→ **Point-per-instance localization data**
•••••

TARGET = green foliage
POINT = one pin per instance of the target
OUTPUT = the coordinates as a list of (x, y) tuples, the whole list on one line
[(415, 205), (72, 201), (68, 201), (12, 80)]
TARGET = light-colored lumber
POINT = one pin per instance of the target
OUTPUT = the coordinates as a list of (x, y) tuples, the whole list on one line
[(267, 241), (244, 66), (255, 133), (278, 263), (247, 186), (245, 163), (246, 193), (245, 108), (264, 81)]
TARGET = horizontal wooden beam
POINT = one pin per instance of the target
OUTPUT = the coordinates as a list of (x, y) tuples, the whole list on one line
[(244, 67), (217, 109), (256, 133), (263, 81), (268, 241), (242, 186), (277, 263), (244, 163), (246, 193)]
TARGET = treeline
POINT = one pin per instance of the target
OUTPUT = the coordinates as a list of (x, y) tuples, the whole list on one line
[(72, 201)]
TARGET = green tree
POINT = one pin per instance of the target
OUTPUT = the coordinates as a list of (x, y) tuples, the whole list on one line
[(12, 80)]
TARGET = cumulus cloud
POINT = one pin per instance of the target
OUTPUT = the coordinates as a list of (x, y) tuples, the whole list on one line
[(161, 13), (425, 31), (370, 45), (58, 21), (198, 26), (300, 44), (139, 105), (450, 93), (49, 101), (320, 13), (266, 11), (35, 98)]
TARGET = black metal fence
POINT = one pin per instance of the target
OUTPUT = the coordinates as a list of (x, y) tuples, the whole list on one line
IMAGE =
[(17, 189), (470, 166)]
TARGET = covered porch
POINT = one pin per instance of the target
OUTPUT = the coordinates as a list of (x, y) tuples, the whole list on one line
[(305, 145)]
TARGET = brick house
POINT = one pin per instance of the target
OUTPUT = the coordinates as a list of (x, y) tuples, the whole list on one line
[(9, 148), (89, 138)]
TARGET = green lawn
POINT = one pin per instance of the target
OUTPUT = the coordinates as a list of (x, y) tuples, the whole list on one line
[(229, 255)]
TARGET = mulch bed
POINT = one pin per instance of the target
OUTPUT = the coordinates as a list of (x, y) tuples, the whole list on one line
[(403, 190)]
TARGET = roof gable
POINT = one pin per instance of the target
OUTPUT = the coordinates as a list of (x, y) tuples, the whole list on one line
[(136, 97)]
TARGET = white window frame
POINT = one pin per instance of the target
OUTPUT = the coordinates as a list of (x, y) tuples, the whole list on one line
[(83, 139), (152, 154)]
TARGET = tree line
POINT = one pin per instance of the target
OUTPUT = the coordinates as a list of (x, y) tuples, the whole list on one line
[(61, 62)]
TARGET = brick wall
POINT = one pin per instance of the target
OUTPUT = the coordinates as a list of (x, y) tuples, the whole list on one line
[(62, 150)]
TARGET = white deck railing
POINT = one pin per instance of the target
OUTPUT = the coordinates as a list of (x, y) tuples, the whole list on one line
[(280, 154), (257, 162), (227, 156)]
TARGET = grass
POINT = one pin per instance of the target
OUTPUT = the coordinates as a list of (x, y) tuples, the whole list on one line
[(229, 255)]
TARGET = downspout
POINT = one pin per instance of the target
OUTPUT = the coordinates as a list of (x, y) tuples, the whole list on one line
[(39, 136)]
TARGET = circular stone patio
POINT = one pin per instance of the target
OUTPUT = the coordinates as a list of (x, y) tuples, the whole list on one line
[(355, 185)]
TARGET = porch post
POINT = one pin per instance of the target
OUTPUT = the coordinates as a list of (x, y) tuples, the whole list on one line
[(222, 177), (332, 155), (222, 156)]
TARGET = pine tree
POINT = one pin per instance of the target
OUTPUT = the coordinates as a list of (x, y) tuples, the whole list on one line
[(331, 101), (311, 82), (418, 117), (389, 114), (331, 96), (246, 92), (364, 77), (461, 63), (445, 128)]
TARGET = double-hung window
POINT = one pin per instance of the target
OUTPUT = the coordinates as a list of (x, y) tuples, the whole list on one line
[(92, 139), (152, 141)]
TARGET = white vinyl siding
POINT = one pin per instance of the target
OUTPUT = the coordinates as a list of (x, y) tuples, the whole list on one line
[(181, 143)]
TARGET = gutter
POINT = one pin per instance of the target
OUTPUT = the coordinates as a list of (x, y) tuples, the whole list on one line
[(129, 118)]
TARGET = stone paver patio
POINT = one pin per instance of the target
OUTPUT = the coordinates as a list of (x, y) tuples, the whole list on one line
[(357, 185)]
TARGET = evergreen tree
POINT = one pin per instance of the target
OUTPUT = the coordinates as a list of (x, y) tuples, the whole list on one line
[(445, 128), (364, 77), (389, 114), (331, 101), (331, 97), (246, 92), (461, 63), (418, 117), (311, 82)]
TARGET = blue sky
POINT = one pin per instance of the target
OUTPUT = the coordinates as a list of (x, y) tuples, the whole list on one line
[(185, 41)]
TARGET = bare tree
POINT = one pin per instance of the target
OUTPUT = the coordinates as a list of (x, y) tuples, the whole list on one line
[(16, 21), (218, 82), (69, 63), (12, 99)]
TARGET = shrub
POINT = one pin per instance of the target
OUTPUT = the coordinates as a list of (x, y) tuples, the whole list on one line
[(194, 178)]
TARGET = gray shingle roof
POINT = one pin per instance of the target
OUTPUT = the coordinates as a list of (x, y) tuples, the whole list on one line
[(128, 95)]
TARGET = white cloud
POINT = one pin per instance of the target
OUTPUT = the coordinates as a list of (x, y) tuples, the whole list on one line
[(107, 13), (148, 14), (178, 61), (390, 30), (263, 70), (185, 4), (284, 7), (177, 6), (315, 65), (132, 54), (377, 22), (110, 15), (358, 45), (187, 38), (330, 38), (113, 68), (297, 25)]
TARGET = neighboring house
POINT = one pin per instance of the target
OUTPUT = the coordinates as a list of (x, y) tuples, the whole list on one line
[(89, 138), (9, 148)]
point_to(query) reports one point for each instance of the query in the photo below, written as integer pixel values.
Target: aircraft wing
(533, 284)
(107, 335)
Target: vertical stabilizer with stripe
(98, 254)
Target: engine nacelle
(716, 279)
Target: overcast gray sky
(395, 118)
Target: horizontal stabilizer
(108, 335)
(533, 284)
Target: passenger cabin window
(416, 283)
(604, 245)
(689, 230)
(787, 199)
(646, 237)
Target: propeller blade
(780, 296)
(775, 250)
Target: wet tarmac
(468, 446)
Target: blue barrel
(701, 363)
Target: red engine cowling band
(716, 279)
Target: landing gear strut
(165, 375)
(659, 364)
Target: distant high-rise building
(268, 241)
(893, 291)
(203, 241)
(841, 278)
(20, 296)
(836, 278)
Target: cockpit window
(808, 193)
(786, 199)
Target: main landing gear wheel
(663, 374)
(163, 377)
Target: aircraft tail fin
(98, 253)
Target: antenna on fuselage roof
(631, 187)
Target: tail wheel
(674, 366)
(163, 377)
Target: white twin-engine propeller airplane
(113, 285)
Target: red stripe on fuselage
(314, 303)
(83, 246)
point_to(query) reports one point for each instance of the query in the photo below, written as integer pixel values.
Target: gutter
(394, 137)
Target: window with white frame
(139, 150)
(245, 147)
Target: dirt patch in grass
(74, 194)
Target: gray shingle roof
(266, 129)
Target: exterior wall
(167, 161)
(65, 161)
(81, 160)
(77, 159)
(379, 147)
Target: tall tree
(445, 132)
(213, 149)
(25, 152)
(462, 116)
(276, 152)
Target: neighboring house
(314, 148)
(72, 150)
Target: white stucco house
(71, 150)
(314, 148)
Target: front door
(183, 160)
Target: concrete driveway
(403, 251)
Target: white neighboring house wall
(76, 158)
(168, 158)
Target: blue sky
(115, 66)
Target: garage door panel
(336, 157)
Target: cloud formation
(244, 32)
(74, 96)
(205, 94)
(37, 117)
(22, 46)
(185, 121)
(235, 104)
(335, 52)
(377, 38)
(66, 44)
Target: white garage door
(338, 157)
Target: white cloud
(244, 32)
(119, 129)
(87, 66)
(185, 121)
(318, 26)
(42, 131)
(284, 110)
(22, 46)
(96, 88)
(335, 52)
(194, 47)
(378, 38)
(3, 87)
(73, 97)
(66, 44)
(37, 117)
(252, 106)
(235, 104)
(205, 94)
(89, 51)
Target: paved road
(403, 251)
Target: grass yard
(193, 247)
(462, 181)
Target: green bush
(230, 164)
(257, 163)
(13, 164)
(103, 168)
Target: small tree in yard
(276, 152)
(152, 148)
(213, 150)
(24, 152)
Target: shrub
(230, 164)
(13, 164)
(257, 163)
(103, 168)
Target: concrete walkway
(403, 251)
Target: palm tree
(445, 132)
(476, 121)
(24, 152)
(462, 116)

•••••

→ **Task item**
Copy exactly the lines from the top of the entries through the line with "TARGET = black metal fence" in it, please, keeping both ends and adding nothing.

→ **Answer to this problem**
TARGET = green foliage
POINT = one pin per instance of the target
OUTPUT = the coordinates as a list of (x, y) tuples, the whole list on one line
[(415, 205), (72, 201), (68, 201), (12, 80)]
TARGET = light-colored lumber
POINT = one pin per instance of the target
OUTPUT = the coordinates as a list of (x, y) tuples, the whole list on one line
[(267, 241), (244, 66), (255, 133), (278, 263), (247, 186), (245, 163), (246, 193), (245, 108), (264, 81)]
TARGET = horizontal wooden beam
POINT = one pin per instance of the target
OUTPUT = the coordinates as a list of (x, y) tuples, the whole list on one line
[(244, 67), (217, 109), (256, 133), (263, 81), (268, 241), (242, 186), (277, 263), (244, 163), (246, 193)]
TARGET = treeline
POINT = one pin per instance of the target
OUTPUT = the coordinates as a list of (x, y) tuples, the whole list on one line
[(72, 201)]
TARGET = green tree
POINT = one pin per instance of the target
OUTPUT = the coordinates as a list of (x, y) tuples, the whole list on one line
[(12, 80)]
TARGET = cumulus cloud
POINT = one pin per instance of the target
OUTPUT = the coordinates as a list of (x, y) tuples, the whole list on one line
[(161, 13), (425, 31), (370, 45), (58, 21), (198, 26), (300, 44), (139, 105), (450, 93), (49, 101), (320, 13), (266, 11), (35, 98)]
TARGET = black metal fence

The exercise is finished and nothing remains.